Records from a data source
-- Opening Marker --

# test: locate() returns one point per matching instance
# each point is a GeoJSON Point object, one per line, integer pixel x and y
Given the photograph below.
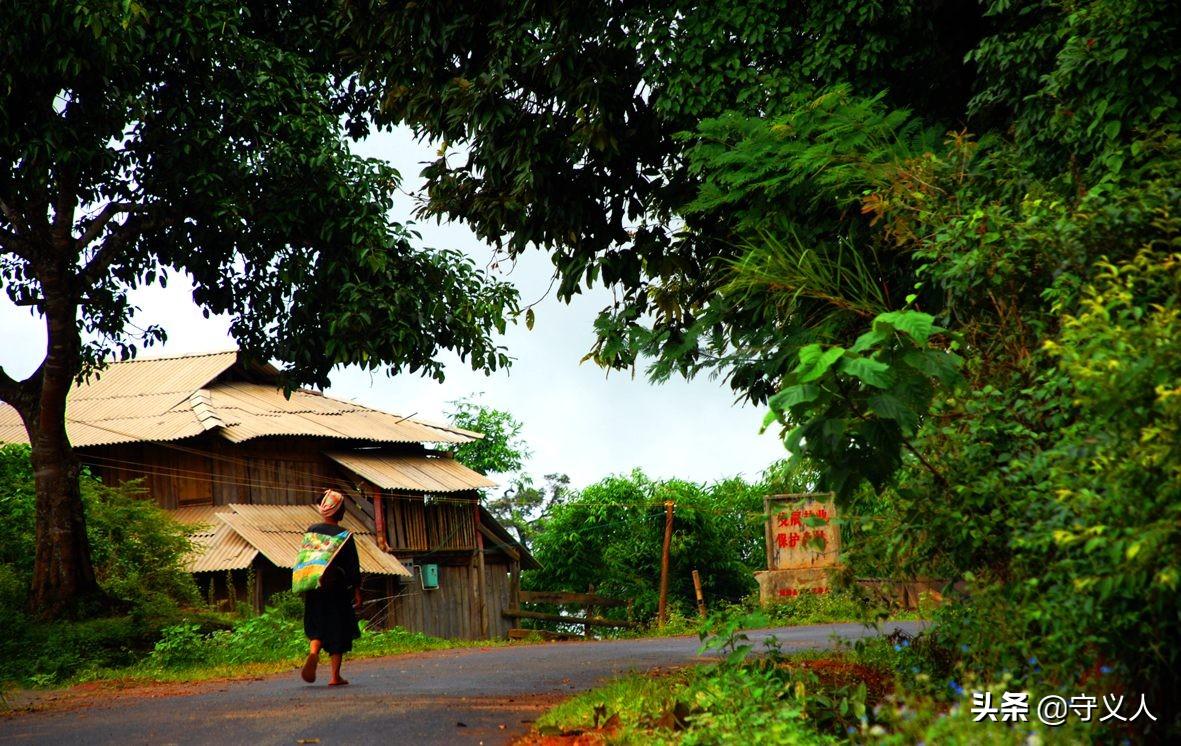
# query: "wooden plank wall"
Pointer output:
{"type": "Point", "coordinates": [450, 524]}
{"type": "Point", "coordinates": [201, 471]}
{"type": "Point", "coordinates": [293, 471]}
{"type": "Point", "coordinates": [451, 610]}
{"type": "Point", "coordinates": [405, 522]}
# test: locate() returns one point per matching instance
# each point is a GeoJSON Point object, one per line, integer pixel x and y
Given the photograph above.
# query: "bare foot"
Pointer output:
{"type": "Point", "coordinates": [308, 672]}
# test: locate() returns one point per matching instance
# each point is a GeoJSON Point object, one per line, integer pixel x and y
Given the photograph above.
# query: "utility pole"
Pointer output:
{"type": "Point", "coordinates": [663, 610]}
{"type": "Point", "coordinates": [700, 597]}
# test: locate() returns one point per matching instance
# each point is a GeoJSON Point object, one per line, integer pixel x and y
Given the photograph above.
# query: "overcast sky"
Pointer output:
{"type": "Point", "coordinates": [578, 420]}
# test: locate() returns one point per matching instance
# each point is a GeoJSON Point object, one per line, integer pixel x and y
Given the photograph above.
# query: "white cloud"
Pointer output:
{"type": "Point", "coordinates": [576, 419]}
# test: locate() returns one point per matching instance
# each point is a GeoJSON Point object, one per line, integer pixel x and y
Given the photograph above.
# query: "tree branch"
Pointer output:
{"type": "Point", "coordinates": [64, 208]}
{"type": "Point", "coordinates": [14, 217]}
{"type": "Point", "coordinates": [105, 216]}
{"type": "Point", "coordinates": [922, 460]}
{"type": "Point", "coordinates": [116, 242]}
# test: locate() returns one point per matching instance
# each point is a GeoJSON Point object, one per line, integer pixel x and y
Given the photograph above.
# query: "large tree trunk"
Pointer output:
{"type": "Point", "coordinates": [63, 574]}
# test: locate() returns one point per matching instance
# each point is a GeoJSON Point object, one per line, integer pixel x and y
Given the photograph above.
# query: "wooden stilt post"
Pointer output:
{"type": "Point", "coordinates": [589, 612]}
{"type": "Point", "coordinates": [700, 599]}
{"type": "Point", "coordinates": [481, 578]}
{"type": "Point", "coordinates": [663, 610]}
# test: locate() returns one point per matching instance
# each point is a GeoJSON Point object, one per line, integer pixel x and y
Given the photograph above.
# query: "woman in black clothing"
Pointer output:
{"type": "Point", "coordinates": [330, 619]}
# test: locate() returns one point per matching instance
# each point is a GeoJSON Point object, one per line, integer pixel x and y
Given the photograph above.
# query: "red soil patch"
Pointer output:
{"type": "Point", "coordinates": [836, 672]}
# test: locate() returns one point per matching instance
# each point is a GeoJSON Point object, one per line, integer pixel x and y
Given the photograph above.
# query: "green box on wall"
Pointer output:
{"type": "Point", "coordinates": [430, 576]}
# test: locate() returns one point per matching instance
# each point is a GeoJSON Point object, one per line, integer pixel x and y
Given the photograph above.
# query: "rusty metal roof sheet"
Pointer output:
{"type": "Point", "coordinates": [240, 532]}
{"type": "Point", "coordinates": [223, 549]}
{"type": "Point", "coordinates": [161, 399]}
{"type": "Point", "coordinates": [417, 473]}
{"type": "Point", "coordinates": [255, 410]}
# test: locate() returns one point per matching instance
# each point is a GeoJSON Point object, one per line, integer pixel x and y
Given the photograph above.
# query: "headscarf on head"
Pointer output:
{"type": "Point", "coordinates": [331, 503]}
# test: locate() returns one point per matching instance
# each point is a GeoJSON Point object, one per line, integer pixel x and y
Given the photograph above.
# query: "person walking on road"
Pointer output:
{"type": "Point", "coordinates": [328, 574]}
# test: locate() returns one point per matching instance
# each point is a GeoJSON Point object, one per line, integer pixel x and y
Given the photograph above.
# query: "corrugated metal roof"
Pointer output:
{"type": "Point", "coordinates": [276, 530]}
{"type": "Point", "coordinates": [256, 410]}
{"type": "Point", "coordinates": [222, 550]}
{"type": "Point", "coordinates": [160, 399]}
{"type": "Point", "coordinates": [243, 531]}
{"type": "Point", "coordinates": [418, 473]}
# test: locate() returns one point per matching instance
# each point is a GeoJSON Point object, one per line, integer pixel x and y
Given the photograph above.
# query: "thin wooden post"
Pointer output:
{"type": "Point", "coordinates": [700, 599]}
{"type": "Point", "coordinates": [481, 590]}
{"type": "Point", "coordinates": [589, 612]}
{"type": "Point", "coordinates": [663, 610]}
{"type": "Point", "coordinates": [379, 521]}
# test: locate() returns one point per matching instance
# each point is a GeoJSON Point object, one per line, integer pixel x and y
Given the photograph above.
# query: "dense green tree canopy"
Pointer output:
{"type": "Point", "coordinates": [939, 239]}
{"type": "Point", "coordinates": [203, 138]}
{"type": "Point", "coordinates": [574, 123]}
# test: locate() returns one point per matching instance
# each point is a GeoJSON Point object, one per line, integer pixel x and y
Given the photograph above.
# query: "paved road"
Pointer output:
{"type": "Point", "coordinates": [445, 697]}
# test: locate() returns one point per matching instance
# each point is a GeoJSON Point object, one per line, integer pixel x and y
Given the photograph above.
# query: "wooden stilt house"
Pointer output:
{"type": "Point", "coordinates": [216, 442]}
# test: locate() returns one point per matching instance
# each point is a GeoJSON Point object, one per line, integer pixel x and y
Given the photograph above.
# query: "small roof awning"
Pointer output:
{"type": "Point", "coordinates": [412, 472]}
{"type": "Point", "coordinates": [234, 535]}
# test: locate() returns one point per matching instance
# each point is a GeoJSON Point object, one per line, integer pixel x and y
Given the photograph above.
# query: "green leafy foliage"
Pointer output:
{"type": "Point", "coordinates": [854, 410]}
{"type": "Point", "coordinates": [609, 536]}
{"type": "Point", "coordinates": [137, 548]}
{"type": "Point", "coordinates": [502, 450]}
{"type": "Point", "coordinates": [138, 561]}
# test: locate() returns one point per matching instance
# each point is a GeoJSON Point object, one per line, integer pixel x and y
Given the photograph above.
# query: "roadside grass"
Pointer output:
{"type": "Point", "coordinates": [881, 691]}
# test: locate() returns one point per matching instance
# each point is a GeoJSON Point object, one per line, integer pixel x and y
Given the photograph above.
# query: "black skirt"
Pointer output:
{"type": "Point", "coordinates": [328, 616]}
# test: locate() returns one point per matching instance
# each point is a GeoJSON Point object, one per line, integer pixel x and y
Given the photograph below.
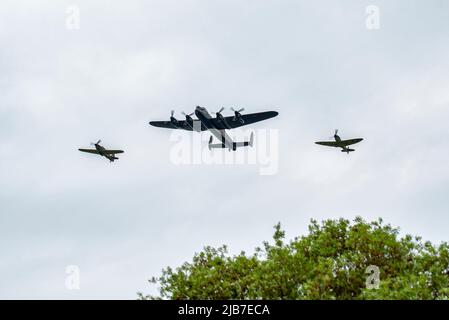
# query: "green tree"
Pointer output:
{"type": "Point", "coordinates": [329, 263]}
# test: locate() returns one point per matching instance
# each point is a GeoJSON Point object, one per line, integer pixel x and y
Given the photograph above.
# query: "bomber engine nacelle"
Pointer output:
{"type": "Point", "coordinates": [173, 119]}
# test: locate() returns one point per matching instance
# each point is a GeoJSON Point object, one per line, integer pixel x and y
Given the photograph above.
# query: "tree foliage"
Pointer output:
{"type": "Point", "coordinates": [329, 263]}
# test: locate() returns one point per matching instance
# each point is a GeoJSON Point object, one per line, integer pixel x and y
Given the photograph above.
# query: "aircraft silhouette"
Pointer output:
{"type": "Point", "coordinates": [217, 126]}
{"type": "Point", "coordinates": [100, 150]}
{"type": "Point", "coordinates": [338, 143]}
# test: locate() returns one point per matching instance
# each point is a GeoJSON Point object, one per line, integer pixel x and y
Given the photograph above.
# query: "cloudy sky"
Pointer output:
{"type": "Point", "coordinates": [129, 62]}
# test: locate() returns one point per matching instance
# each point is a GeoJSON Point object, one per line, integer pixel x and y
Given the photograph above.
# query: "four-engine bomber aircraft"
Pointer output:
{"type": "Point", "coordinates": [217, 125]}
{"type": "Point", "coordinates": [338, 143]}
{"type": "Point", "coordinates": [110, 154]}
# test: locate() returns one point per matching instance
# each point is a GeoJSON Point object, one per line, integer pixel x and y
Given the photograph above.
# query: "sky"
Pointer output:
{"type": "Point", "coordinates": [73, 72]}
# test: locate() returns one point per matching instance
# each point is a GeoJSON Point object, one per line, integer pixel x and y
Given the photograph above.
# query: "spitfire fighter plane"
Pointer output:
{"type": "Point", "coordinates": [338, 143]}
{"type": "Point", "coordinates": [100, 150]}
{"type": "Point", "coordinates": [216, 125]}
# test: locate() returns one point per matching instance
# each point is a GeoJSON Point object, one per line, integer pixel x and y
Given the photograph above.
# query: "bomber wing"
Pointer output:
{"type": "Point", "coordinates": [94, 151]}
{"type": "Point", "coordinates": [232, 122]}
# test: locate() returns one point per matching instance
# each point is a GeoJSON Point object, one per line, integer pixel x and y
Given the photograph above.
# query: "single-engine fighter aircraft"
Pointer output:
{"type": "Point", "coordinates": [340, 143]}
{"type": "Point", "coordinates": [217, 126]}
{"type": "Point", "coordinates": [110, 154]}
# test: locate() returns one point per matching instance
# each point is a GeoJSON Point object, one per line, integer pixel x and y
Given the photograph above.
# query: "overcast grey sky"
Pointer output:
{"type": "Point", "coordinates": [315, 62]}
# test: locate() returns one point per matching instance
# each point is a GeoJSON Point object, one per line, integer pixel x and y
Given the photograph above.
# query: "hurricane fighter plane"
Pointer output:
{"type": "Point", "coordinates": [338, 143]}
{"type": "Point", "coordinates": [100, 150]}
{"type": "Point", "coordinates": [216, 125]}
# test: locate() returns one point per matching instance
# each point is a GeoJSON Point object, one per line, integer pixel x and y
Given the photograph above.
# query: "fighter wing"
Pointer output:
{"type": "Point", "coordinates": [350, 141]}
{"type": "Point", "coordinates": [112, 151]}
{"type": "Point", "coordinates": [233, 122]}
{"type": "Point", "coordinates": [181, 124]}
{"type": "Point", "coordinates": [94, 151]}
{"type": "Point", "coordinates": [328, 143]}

-- Closing Marker --
-- Opening Marker --

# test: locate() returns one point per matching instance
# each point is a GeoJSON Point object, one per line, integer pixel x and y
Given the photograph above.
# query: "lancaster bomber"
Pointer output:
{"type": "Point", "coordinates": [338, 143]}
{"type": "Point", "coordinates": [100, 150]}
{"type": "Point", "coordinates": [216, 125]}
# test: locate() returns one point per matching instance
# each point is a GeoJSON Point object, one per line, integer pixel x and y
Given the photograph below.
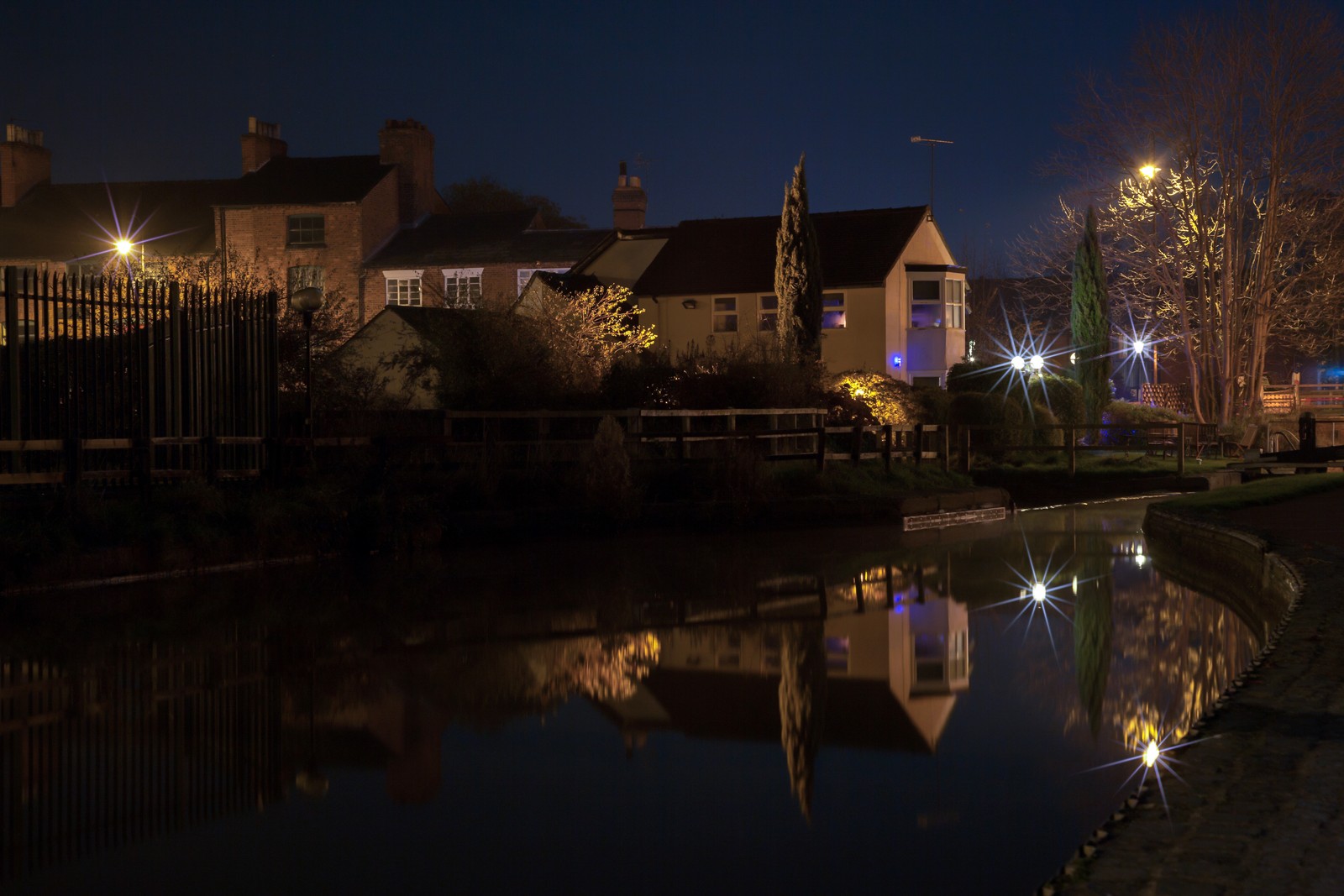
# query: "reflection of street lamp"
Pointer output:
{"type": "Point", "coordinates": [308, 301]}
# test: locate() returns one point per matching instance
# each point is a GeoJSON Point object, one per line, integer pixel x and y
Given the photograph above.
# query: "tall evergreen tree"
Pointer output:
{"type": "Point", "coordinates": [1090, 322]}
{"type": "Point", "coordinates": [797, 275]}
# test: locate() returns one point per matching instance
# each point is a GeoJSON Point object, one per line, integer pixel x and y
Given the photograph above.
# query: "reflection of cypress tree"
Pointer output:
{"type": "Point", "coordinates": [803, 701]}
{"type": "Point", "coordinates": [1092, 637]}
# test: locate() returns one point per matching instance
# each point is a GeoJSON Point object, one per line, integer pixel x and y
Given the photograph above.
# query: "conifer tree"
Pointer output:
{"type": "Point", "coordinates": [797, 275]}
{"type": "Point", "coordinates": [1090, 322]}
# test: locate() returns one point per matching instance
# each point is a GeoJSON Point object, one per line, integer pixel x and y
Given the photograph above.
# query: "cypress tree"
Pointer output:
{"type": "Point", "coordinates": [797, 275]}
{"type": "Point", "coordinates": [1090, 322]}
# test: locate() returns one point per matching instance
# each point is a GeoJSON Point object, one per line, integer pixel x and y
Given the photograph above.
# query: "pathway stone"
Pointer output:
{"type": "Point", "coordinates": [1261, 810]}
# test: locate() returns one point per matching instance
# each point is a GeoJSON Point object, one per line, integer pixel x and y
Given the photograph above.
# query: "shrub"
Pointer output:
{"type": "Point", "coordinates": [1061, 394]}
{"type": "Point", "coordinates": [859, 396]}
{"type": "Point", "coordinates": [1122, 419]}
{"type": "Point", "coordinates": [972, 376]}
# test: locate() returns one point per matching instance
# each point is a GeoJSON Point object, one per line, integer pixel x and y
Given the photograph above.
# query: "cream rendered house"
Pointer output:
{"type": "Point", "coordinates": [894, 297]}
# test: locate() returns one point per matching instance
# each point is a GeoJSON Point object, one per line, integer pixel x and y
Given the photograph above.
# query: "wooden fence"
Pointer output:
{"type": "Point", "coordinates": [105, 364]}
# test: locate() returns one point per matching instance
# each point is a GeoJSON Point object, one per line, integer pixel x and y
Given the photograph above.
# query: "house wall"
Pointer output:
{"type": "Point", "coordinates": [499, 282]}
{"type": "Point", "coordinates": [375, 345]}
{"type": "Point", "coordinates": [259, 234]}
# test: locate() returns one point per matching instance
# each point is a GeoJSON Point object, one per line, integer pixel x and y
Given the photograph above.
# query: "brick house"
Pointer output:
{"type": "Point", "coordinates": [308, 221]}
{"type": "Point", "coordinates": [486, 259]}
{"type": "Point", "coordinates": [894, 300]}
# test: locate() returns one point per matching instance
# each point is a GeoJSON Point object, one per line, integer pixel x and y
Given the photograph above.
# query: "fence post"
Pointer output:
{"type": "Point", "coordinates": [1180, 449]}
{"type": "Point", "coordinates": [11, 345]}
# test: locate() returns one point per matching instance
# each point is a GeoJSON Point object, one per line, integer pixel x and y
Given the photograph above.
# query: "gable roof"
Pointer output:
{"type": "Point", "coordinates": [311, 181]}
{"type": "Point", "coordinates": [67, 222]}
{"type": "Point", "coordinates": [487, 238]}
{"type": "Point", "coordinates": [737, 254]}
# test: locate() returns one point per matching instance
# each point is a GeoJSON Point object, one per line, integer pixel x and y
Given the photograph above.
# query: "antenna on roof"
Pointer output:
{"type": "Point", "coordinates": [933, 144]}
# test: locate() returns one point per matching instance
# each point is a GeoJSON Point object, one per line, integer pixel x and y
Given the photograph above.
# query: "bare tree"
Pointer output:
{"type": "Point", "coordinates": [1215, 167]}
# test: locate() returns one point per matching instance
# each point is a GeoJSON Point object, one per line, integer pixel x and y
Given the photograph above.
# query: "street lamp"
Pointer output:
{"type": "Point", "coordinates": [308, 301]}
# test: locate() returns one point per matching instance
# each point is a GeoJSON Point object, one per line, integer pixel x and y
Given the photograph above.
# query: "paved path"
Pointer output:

-- Closing Marker --
-- Opening Marker --

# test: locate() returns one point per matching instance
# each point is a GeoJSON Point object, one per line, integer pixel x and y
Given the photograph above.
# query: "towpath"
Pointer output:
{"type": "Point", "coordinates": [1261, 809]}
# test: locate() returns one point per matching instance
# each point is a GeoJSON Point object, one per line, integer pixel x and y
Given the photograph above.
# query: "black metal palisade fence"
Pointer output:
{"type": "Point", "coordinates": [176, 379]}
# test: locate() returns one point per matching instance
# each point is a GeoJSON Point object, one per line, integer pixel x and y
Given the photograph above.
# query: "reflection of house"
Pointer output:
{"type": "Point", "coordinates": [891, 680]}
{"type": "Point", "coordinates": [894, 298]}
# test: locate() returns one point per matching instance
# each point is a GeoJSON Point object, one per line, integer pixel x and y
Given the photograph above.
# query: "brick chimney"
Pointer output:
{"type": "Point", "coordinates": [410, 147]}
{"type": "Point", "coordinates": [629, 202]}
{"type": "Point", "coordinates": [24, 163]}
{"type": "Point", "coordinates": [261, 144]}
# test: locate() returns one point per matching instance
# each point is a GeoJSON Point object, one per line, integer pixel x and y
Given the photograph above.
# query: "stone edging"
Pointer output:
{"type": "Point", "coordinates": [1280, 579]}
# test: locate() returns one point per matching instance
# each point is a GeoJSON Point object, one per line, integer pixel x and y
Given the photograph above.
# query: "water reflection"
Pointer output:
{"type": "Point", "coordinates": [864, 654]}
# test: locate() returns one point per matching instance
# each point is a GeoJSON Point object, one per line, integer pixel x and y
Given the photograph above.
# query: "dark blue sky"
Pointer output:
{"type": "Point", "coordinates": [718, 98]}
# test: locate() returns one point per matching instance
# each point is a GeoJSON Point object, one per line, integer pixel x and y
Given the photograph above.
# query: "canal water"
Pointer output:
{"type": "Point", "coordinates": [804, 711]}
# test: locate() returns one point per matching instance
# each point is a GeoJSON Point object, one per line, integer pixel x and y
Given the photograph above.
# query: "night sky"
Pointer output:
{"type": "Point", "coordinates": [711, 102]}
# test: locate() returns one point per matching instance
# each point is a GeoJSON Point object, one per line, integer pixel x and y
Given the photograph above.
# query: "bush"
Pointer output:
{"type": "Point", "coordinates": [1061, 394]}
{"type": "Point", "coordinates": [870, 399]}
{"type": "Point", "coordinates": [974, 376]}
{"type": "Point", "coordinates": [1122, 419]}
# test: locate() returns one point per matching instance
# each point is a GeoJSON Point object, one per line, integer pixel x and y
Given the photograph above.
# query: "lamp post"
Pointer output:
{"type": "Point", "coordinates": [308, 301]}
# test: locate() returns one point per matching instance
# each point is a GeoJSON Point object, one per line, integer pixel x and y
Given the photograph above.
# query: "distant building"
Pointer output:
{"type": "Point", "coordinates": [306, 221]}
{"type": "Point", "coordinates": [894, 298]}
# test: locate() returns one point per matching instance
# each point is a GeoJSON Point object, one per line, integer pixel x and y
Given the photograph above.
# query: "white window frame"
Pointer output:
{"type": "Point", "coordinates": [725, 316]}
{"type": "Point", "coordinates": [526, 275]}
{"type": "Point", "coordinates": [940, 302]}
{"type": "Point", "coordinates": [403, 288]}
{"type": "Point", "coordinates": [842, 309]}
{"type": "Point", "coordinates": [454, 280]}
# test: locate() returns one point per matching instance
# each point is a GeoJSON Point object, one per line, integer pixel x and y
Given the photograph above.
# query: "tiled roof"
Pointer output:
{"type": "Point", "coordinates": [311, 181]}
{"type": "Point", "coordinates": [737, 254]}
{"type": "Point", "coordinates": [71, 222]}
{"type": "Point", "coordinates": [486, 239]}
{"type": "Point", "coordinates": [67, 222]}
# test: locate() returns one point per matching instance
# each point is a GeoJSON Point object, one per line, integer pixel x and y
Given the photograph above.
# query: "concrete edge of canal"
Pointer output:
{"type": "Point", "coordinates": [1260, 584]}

-- Closing Marker --

:: TASK TO CARRY OUT ::
Search the entries above for lines containing the word "post", and copy each one.

:: ANSWER TO THIS TASK ::
# query: "wooden stilt post"
# query: "thin wooden post"
# query: "fence post"
# query: "lamp post"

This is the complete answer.